[[ Dataset records, beginning ]]

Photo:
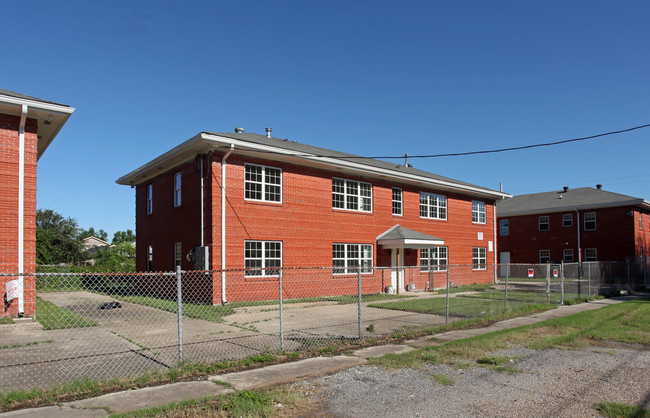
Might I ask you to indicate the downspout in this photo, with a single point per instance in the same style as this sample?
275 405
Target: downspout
21 210
223 224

[[ Dataset records, end ]]

■ Instructions for the task
Return all records exactly as they stand above, except for pictures.

■ Written answer
Photo:
Might I ask you to indicate the downspout in this photo, with a single point per instance in the same style as this sample?
275 405
Target: downspout
21 210
223 224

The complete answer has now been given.